◆ Istruzioni dell'esercizio
(1) Elenca tutte le quantità espresse in metri cubi che compaiono nell'articolo sul cemento in Sardegna e indica per ciascuna a che cosa si riferisce.
(2) Rispondi alle domande seguenti sull'articolo sul cemento in Sardegna.
(a) Per quale cifra i fondi del Qatar hanno acquistato la Costa Smeralda?
(b) In quale anno l'hotel Roccaruja è passato alla Turisarda?
(c) Quale nome aveva dato Antonio Diana al piano presentato nel giugno 2010?
(3) Scrivi il seguito dell'articolo sul cemento in Sardegna, partendo dall'ultima frase riportata.

Grazie al sostegno della Regione e anche di amministrazioni locali sulle coste della Sardegna è prevista la realizzazione di progetti per un totale di 50 milioni di metri cubi. Più di una grande città.
I fondi del Qatar hanno acquistato la Costa Smeralda per 600 milioni. Il progetto prevede tra l’a l t ro : 500 mila nuovi metri cubi, un “parco acquatico”, un kartodromo e decine di ville extra-lusso. La fame di costruire non ha risparmiato Tuvixeddu, necropoli fenicia dentro Cagliari. Il progetto prevedeva 400mila metri cubi nuovi. Anche il Times si è scagliato contro il piano.


Stintino, spiaggia Pelosa sarà ben poco virtuosa
di Roberto Morini


La Turisarda potrà costruire altri 40mila metri cubi di cemento davanti alla spiaggia più bella del nord Sardegna, la Pelosa di Stintino, in una delle zone più belle del Mediterraneo, capo Falcone, in faccia alla splendida isola-parco dell’Asinara. Aumenterà così del 20 per cento la volumetria di quello che è giustamente considerato uno degli ecomostri sardi più noti, l’hotel Roccaruja.

Il lungo serpentone alto quattro piani costruito dai Moratti negli anni Sessanta, quando in mezzo a quelle dune non si era ancora visto nemmeno un mattone, passato poi sotto il controllo dell’Eni attraverso Snam, quando i petrolieri di stato facevano ancora gli imprenditori turistici, è finito nel 2000 in mano a una società sarda, la Turisarda, appunto. Di volontà di eliminazione dell’ecomostro riferirono tutti i giornalisti presenti alla conferenza stampa durante la quale il sindaco di Stintino Antonio Diana aveva presentato nel giugno 2010 quello che aveva battezzato “Puc salva coste”. Diana, il politico che nell’ultimo decennio ha partecipato più di tutti gli altri alle decisioni relative al cemento sulle coste di Stintino, prima come assessore all’Urbanistica poi, dal 2007, come sindaco, rieletto l’anno scorso per il secondo mandato, in quella conferenza stampa aveva parlato di svolta ambientalista. Aveva annunciato che l’albergo sarebbe stato demolito e ricostruito più lontano dalla spiaggia, che la Pelosa sarebbe rinata anche attraverso la cancellazione della strada che ora separa la spiaggia dall’albergo e dalla lunga e ininterrotta teoria di ville costruite in quarant’anni a Capo Falcone.

Una spiaggia ormai dimezzata nella sua superficie, trasformata in duro campo di sabbia umida e battuta dalle centinaia di migliaia di turisti che la calpestano ogni estate in ogni suo centimetro, rendendola impraticabile per chi non sia disposto a conquistarsi un posto al sole alle 7 del mattino. “L’hotel Roccaruja – aveva detto in quella occasione Antonio Diana – dovrà essere sottoposto a un radicale adeguamento con un progetto meno impattante”. Eppure a Stintino la distanza tra parole e fatti era stata osservata più volte. Come quando, negli anni Novanta, il Comune di Stintino aveva sfregiato uno dei panorami più belli del mondo con l’installazione di un filare di lampioni che spezzava, e continua a spezzare, una vista fino ad allora mozzafiato. Ora dietro le parole ambientaliste viene lanciato un aumento di cubature di cui nessuno si era accorto.

◆ Voci
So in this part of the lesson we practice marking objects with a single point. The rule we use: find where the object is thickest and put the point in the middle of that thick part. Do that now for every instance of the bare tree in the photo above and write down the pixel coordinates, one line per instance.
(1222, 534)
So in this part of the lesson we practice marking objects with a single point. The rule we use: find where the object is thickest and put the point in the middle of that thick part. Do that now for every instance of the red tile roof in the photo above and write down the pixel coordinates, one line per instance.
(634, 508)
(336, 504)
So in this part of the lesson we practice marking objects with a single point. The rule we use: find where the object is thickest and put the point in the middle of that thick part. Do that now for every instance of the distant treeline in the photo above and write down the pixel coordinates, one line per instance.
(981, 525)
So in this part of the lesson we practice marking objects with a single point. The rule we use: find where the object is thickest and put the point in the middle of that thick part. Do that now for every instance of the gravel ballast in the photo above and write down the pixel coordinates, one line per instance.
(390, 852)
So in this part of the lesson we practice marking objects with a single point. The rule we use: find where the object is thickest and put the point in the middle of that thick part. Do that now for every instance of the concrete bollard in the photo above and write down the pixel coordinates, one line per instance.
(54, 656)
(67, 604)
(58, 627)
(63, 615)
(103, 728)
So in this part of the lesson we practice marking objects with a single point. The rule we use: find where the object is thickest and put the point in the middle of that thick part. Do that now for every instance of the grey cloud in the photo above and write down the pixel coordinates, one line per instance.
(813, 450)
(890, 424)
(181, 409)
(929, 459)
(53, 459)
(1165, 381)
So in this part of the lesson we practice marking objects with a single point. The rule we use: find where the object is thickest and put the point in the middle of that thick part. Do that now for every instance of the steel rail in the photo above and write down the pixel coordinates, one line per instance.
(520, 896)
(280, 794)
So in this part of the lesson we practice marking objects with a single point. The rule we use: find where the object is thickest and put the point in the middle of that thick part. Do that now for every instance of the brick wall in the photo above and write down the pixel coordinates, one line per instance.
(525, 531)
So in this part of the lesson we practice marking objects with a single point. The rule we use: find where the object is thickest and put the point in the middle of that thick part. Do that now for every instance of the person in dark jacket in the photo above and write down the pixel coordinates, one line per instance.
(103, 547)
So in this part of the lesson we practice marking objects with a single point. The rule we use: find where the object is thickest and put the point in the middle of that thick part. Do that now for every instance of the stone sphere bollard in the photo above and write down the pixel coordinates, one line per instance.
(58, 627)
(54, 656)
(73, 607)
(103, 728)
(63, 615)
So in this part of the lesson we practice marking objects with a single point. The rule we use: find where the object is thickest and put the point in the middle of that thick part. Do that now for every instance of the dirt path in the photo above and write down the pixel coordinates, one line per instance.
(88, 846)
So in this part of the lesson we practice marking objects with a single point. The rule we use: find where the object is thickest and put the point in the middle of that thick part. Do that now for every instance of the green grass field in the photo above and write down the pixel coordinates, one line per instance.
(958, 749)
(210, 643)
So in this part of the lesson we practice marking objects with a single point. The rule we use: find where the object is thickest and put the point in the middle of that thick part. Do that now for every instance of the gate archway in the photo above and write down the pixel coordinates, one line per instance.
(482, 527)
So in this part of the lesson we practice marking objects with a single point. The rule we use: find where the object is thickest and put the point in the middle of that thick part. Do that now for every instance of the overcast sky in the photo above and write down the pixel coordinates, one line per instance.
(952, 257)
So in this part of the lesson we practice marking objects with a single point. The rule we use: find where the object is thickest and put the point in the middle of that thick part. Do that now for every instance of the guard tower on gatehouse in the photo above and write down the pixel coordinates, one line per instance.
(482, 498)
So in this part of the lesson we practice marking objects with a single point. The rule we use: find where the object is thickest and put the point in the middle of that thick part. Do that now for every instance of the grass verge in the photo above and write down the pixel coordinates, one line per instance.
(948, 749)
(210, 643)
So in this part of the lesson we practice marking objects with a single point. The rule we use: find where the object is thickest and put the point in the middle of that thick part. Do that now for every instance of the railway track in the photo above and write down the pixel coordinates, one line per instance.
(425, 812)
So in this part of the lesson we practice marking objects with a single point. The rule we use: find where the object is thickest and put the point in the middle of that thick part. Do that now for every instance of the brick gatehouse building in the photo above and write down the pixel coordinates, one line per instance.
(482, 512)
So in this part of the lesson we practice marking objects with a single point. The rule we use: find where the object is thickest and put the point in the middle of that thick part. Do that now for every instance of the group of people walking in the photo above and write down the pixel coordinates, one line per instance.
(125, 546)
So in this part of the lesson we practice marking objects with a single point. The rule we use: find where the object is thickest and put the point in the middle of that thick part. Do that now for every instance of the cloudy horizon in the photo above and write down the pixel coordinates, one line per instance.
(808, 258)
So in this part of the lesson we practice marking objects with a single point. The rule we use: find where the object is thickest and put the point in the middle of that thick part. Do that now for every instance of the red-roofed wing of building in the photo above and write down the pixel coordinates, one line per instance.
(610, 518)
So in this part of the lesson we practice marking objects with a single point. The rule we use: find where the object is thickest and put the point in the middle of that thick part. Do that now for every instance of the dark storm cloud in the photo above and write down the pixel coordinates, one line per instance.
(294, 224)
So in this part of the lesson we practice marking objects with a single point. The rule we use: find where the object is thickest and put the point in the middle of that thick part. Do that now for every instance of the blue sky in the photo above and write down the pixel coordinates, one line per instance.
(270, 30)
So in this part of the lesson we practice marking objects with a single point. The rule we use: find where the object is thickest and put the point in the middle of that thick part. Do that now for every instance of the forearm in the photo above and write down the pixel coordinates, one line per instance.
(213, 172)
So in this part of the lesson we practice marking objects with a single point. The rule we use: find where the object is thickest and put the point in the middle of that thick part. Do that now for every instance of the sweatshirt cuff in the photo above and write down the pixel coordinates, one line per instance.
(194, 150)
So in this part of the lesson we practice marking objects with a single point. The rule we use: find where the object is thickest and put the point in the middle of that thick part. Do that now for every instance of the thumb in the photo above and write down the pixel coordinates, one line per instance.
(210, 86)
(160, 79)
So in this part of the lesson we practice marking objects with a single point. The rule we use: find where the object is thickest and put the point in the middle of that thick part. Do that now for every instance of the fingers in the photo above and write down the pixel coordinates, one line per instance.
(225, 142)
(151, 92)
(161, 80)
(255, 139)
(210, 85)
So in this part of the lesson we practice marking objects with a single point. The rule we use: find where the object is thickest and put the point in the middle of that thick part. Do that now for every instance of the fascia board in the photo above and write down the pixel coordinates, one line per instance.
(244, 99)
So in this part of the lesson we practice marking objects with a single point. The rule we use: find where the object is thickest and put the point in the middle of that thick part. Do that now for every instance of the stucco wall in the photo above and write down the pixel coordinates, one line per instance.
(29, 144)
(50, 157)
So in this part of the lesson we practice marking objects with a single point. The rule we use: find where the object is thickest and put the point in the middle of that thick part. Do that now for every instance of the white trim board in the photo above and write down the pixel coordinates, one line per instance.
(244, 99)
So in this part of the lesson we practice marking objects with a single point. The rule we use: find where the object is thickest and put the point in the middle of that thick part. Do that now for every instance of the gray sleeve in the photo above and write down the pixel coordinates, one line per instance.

◆ Le risposte
(1)
- 50 milioni di metri cubi: i progetti previsti sulle coste della Sardegna.
- 500 mila metri cubi: i nuovi volumi del progetto per la Costa Smeralda.
- 400mila metri cubi: i nuovi volumi del progetto a Tuvixeddu.
- 40mila metri cubi: il cemento che la Turisarda potrà costruire davanti alla spiaggia della Pelosa.

(2)
(a) Per 600 milioni.
(b) Nel 2000.
(c) "Puc salva coste".

(3)
Il vero contenuto del Puc del Comune di Stintino viene alla luce solo ora perché a puntare la lente d’ingrandimento sui numeri del piano urbanistico ci ha pensato un geometra sassarese, Alfonso Chessa, con un esposto alle procure della Repubblica di Cagliari e Sassari e al Tribunale di Brescia. Chessa si riteneva vittima indiretta del grande crac Bagaglino-Italcase, un fallimento da 600 milioni di euro che in primo grado aveva visto la condanna di alcuni dei nomi più grossi della finanza nazionale, da Cesare Geronzi a Roberto Colaninno a Stena Marcegaglia, poi assolti in appello da una sentenza che confermava solo le condanne di Mario Bertelli, titolare del gruppo turistico bresciano travolto dal fallimento, e di alcuni imprenditori locali. Secondo il geometra sassarese, infatti, il Comune di Stintino aveva trasferito nel 2006 le cubature precedentemente attribuite al Country Village, il villaggio turistico di Bertelli, ad altre aree, tra le quali quella dell’hotel Roccaruja. Proprio nella causa relativa al fallimento Bagaglino-Italcase, Chessa era poi diventato perito del Tribunale di Brescia, che si era trovato svalutati, perché non più edificabili, i terreni che avrebbe dovuto vendere per tentare di pagare i numerosi creditori. E aveva già denunciato, con una serie di esposti, quell’operazione da lui ritenuta illegittima.

Ora, dopo il Puc, il nuovo esposto presentato da Chessa fa emergere la conferma di quella scelta, fatta nel 2006 quando l’attuale sindaco era ancora assessore all’Urbanistica nella giunta guidata da Lorenzo Diana. Nel Puc l’ipotesi di demolizione e ricostruzione dell’ecomostro esiste, ma sembra poco allettante per i proprietari dell’albergo: la premialità aggiuntiva in caso di demolizione e ricostruzione è infatti di soli 6mila metri cubi. Mentre i 40mila metri cubi, che si aggiungono agli attuali 200mila, sono immediatamente utilizzabili, senza nessuna demolizione, senza nessuno spostamento lontano dal mare.

A sua difesa il Comune sostiene di aver addirittura ridotto la volumetria che l’attuale proprietario del Roccaruja avrebbe a sua disposizione, dai 50mila metri cubi concessi nel 2006 ai 40mila del Puc. Ma Chessa afferma, norme e carte alla mano, che il diritto di costruire, in base alla lottizzazione avvenuta negli anni Sessanta, era scaduto nel 1978 ed era stato rinnovato solo fino al 1992. Da allora i proprietari avevano perso la possibilità di realizzare nuove costruzioni.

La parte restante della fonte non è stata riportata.